_Entries_
_ _ _
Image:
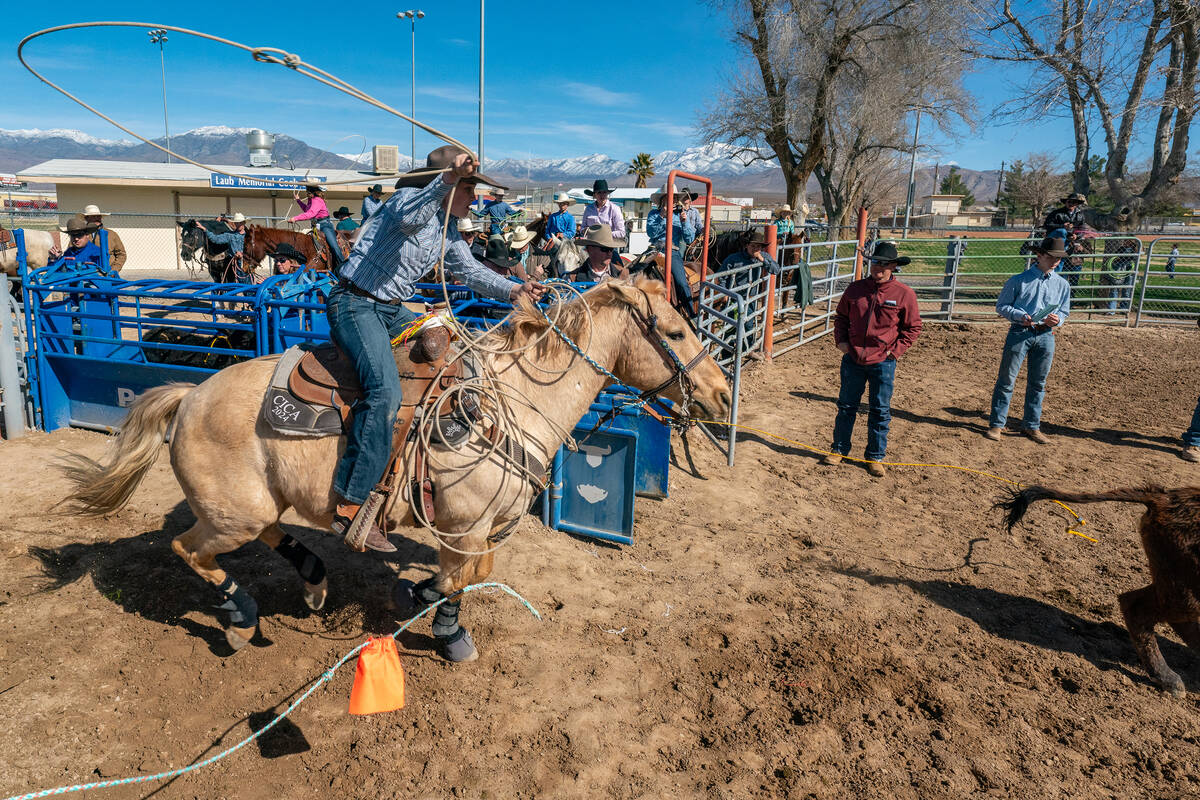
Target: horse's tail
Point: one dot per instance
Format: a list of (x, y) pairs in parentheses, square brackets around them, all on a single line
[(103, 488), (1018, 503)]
_ _ _
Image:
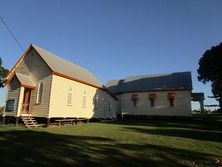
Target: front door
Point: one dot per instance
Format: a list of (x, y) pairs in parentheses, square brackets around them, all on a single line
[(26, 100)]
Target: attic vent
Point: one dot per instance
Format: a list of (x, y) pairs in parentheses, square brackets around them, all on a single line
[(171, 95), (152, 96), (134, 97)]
_ _ _
_Aim_
Copy out the lines of the records above word for word, starting with the line containing "Target: attic vent" and ending with the line containing "[(171, 95), (152, 96), (134, 97)]", both included.

_Exercise answer_
Target: attic vent
Point: one dot per instance
Format: a list of (x, y) pairs in parentheses, square brackets around them, all on a single line
[(171, 95), (152, 96), (134, 97)]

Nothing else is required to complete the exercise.